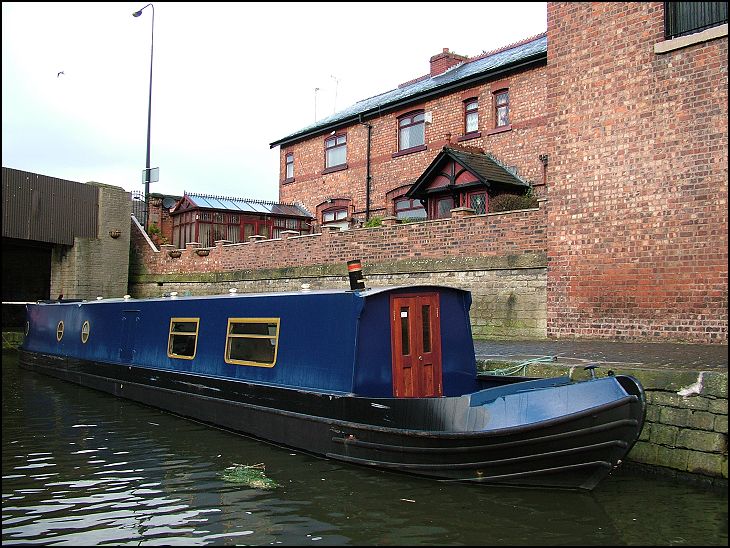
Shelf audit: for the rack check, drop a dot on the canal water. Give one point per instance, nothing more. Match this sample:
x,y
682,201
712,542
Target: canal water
x,y
82,467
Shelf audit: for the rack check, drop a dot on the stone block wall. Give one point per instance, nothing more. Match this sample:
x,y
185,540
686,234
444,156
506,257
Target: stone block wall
x,y
97,266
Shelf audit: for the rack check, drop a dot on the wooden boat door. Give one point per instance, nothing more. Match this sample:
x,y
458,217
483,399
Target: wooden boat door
x,y
416,345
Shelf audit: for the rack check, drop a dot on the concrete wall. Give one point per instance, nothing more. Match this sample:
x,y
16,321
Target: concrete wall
x,y
96,266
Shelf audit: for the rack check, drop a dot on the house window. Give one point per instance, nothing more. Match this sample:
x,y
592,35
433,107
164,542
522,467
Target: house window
x,y
252,341
333,215
183,339
289,167
501,108
409,209
411,131
478,202
443,207
471,116
335,151
683,18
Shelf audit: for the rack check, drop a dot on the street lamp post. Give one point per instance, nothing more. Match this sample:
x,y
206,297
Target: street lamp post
x,y
149,121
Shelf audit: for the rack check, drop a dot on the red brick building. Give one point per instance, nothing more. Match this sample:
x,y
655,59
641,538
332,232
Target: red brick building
x,y
617,115
638,177
361,162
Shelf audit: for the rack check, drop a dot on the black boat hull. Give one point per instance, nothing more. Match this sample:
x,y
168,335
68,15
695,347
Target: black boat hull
x,y
575,451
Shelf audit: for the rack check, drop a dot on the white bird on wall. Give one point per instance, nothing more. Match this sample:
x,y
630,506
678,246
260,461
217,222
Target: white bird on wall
x,y
693,389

#### [PROMPT]
The expected response is every entry above, repeated exactly, pictures removed.

#### [OUTPUT OF THE TASK]
Shelf audit: for the rack check, drop a dot on the canal water. Give one point per instance, nothing more. Match this sample:
x,y
682,201
712,542
Target: canal water
x,y
82,467
Shelf audit: for the rack check, drop a dot on the stone block wall. Give one point per instance, nothing more. Match this sample:
x,y
185,540
686,234
444,156
506,257
Target: stone block wall
x,y
97,266
Shelf audit: for the rack check, drop a dot on the wooden boat door. Give one point per instance, nothing more. Match this sample:
x,y
458,217
483,399
Target: wooden boat door
x,y
416,345
Shelf audit: for the rack check, drop a dot on the concrete wall. Give one point per instance, nothing more. Match this sample:
x,y
16,321
Target: concrete wall
x,y
96,266
Shelf audit: for the rack check, drop a dot on the house window. Give one point per instance, nothing more. Match this sample:
x,y
592,35
433,107
164,542
522,467
Target: house window
x,y
252,341
333,215
183,339
289,167
501,108
409,209
411,131
478,202
443,207
471,116
335,151
683,18
Shelf audit: for the rack check, drop a dot on the street lamp post. Give one point per instance, nothing more. Match this sample:
x,y
206,297
Target: street lamp post
x,y
149,121
Shelf audit: for the rack check, drop a dot on the red brick building. Give one point per instance, nothing more. Match this sample:
x,y
655,59
641,538
332,232
Target: red brick building
x,y
617,115
638,177
361,162
Shelf audit: for the rack check, drop a dot on the black boat hull. Give one point per instance, nothing more. Match this sample:
x,y
168,335
68,15
695,347
Target: black boat hull
x,y
575,451
Shelf audit: for the rack check, drop a dot on the white bird on wall. Give one point per instance, nothing more. Match this sample:
x,y
630,506
678,246
260,461
217,222
Target: white bird on wall
x,y
693,389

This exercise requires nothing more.